- _Excerto do texto_:
----
A
CALMA E ATORMENTA
No
Verão de 2010, durante as férias na Terceira, tive a oportunidade de fazer uma
fotografia que me deixou consolado. Não que eu seja um grande fotógrafo, longe
disso, mas...calhou!
Estava
na varanda de um hotel, virado para a baía do Fanal. O vento soprava arisco e o
mar estava capaz de galgar a Terra. Seria, por ventura, o que, em pequeno,
ouvia gente mais velha do que eu chamar as maresias de Agosto. Os
vagalhões sucediam-se com uma frequência ritmada, a espuma
branca cobria a
encosta do Monte Brasil de tal modo que quase nem se avistava o Cais dos
Soldados. Mas, em contrapartida, a bravura do agitado mar contrastava com a
calma, a quietude, serena e límpida, da água da piscina do hotel, ali mesmo
debruçada sobre a orla da rocha. Parecia uma cena um tanto surreal, a natureza
a querer mostrar a sua força com uma beleza estonteante mas perigosa, enquanto
que , mesmo ao lado, nadavam turistas em águas quentes e pacíficas.
Atrevi-me
a pôr um nome na minha fotografia: A Calma e a Tormenta.
Depois,
nessa noite, em passeio pela baía de Angra, alguém me recordou outra frase que
eu também ouvira aos mais antigos: “É tempo de Vento Carpinteiro”.
Tive
que explicar a um dos meus sobrinhos a origem de tal nome. Quando o vento
soprava forte, de sul e sudoeste, causava tamanha trabuzana que atirava as naus
e patachos contra as rochas da baía, provocando naufrágios sem conta.
Eram,
pois, os carpinteiros da ilha os mais beneficiados. Passada que era a tormenta,
recolhiam, pela praia e pelas restingas, as madeiras que davam à costa e
usavam-nas nas obras das casas ou na construção de mobiliário. Houve alturas em
que, por causa do infortúnio dos mareantes, a recolha de madeira deve ter sido
grande. Só num dia, em 1663, naufragaram onze navios de uma frota que vinha do
Brasil e a 4 de dezembro de 1811, despedaçaram-se ou afundaram-se outras sete
embarcações. Com o incremento do comércio da laranja, o porto de Angra recebia
navios de toda a Europa e muitos deles foram também surpreendidos pelo vento
carpinteiro, como foi o caso durante as tormentas dos dias 25 e 26 de
Janeiro do ano de 1861,quando se perderam pelo menos cinco navios. Caso para
dizer também que muita laranja saía da Terceira! E o que não haverá de
preciosidades enterradas naquelas areias...
Lembrei-me
desta foto, das laranjas da Terceira e das conversas acerca do vento
carpinteiro quando me sentei em frente da TV a ver o desenrolar do movimento
dos furacões que fustigaram as Caraíbas e quase todo o sul dos Estados Unidos
nas últimas semanas. É mesmo de arrepiar cabelo! Metia-me raiva ver o desplante
de alguns correspondentes das cadeias televisivas ao meterem-se mesmo debaixo
de aguaceira e serem açoitados fortemente pelas rajadas de vento, só para
repetirem as mesmas notícias horas a fio. Mas, por outro lado, temos que
apreciar as tecnologias que já permitem aos meteorologistas acompanhar estas
tempestades desde que elas se formam, ali para os lados de Cabo Verde, e
estudarem a sua evolução, conforme se vão deslocando no deu deambular rotativo
no Atlântico.
----
- _Material fornecido_:

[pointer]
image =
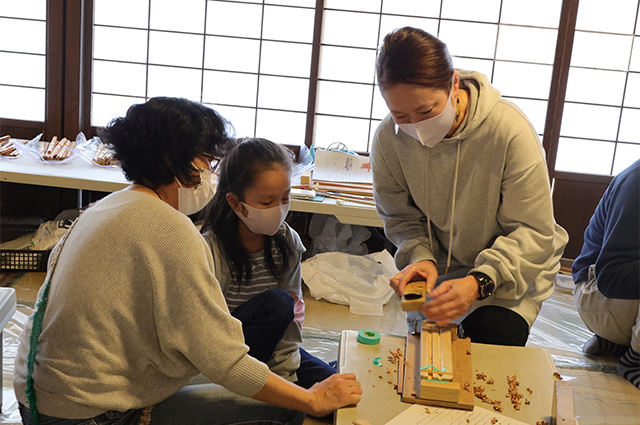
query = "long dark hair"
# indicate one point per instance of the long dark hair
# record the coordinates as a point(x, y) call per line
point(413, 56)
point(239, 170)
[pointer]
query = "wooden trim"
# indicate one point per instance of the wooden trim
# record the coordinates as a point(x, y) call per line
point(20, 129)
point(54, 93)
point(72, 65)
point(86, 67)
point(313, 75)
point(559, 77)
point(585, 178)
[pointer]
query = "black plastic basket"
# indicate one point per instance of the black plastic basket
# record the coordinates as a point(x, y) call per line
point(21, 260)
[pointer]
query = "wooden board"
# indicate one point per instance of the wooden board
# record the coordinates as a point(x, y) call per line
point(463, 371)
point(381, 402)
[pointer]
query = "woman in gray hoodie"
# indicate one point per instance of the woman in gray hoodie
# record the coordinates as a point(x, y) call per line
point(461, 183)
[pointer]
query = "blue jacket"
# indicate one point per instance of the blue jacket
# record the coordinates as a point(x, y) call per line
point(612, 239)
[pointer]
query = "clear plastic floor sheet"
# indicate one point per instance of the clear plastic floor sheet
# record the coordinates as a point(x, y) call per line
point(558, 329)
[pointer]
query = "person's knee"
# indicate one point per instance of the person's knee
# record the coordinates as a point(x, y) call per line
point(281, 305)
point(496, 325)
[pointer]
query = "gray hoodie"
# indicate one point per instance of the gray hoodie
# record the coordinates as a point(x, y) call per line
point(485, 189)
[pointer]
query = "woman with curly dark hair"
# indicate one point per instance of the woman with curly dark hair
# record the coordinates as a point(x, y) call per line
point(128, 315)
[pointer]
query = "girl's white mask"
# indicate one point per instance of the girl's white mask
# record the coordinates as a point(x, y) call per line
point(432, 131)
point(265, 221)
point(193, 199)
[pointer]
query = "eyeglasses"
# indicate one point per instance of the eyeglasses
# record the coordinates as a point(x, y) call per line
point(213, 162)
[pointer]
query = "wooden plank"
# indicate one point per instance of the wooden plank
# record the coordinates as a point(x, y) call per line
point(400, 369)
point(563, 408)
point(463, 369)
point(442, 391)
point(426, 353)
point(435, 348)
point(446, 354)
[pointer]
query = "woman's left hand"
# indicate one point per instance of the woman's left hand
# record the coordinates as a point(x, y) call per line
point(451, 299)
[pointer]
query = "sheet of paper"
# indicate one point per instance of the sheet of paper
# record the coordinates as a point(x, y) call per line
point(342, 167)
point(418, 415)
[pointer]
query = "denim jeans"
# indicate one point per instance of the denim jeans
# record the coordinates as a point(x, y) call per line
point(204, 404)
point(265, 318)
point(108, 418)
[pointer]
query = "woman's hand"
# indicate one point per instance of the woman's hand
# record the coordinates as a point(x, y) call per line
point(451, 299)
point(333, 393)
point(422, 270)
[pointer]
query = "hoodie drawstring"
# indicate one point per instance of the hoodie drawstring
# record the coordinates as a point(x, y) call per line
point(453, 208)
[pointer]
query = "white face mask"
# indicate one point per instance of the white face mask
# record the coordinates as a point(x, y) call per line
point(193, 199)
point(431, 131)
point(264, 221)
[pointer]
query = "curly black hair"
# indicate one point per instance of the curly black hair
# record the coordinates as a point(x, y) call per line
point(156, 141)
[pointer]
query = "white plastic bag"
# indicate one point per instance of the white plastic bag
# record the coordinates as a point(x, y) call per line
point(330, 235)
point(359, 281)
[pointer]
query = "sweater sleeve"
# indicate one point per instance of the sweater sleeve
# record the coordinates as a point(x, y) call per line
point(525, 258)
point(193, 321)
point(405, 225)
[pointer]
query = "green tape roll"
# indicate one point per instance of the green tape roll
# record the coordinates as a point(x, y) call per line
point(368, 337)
----
- _Objetivo indicado_: Continue o texto sobre o vento carpinteiro na baía de Angra a partir da última frase apresentada.

- _Resultado da tarefa_:
Valha-nos
o sistema anticiclónico dos Açores, que faz com que a maioria destas
tempestades não se aproximem muito das nossas ilhas. “Isto é por causa de um rabo
de ciclone que anda por ai”, era outra expressão que ouvia aos antigos
quando os ventos desacomodavam as telhas das casa ou levantavam árvores pela
raiz. Se os nossos antepassados tivessem ao seu alcance os meios de vigilância
que agora abundam, muitas naus e caravelas não se teriam perdido e muita
laranja não teria apodrecido no fundo do mar.
Na
Flórida, o Estado americano que produz mais citrinos, calcula-se que a próxima
colheita de laranjas venha a ser desastrosa, tal o impacto das cheias e dos
ventos nos pomares. Se calhar os Floridianos deviam começar a chamar aos
furações de ventos alaranjados, já que, parece-me, poucos carpinteiros
vão aproveitar os restos dos milhares de barcos de recreio, agora quase todos
de fibra de vidro, que se partiram em piscas nas marinas. Vão sim, carpinteiros
e muitos outros trabalhadores especializados, ter trabalho durante largos anos,
para reconstruir tudo o que foi destruído em poucas horas. Ilhas inteiras
perderam mais de metade do seu parque habitacional, a industria do turismo foi
severamente abalada e muitas das infraestruturas – pontes, estradas, aeroportos
– requerem minuciosas inspeções e reparos, antes que a vida nos Estados
atingidos possa voltar a um mínimo de normalidade.
No
meio de toda esta devastação aparecem sempre as vozes dos que questionam a capacidade
de resposta dos responsáveis governamentais, sejam o governo federal ou o dos
Estados. Infelizmente ninguém é capaz de prever exatamente o que se vai passar
quando os ventos começam a assoprar mas, atendendo ao que aprendemos com
desastres anteriores, foi possível avisar e evacuar milhares de pessoas para
zonas mais seguras e dar o necessário apoio a quem o precisava.
Furacões
sempre os houve e vão continuar a acontecer. Estudos recentes dizem que, como
resultado do tão badalado aquecimento global, as tempestades têm crescido de
intensidade e de força. Só esperamos que aqueles que ainda não vêem essa
relação – e alguns deles estão em lugares de decisão na administração
americana, incluindo o chefe supremo – tenham aprendido mais esta lição e não
cortem as pernas e os investimentos necessários aos que possam continuar a
estudar estes fenómenos e dar-nos pistas para nos defendermos deles o melhor
possível.
Se
estão certos os cientistas, se realmente a influência humana está a pôr-nos em
risco com os abusos contra o ambiente, pois então que não nos esquivemos, todos
e cada um de nós, de dar uma mãozinha e não irritar a Natureza.
Porque,
ao fim e ao cabo, acabamos todos por ser vítimas, mais laranja, menos laranja,
mais barco, menos barco.
Há
que aproveitar os tempos de calma para aprender a lidar com as tormentas.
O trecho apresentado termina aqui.